*Passage*
"""

Archive for October, 2011

Kilchoman Summer 2010 3-Year

In the small (yet growing) group of small Scottish distilleries, Kilchoman is perhaps the tiniest. But what else would you expect from a distillery that is only 6 years old, is located on the small island of Islay off Scotland’s southwest coast, and was built on a farm (Rockside Farm)?

I still remember learning about Kilchoman back in 2004, before the distillery had even begun to produce its own whisky. Kilchoman, founded in 2001 by Anthony Wills, was the first new distillery on Islay in 124 years, and they didn’t begin distilling until 2005, after several years of acquiring and installing equipment and hiring staff.

At the time, I was heavily into Islay whiskies, the smokier the better, and so after having fully explored all 7 of them at the time (Bowmore, Bruichladdich, Bunnahabhain, Laphroaig, Caol Ila, and Lagavulin), the thought of one more Islay distillery was really exciting. Unfortunately, their whisky was many, many years away, and so was really nothing more than a figment of our (and Anthony Wills’) imaginations.

"""

*Source excerpt*

"""

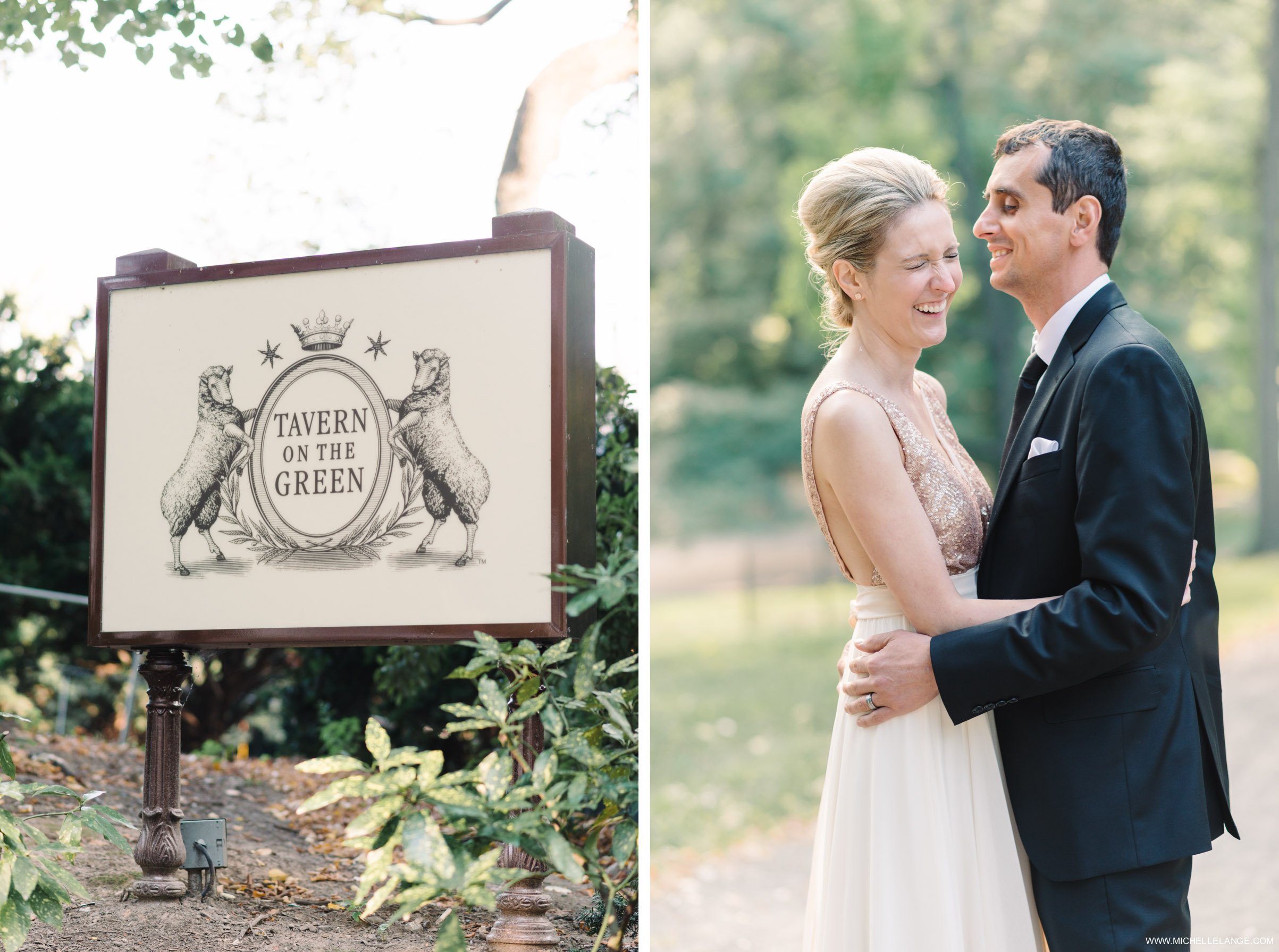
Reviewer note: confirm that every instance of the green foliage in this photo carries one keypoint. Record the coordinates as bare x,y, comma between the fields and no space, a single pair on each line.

"""

*Given request*
Decide whether each statement below agrees with the Kilchoman passage, answering yes or no and quoting the deciding words: (a) Anthony Wills founded Kilchoman in 2001; (b) Kilchoman started distilling in 2004; (c) Islay lies off Scotland's northeast coast.

*Answer for this exercise*
(a) Yes: "Kilchoman, founded in 2001 by Anthony Wills"
(b) No: "they didn’t begin distilling until 2005"
(c) No: "off Scotland’s southwest coast"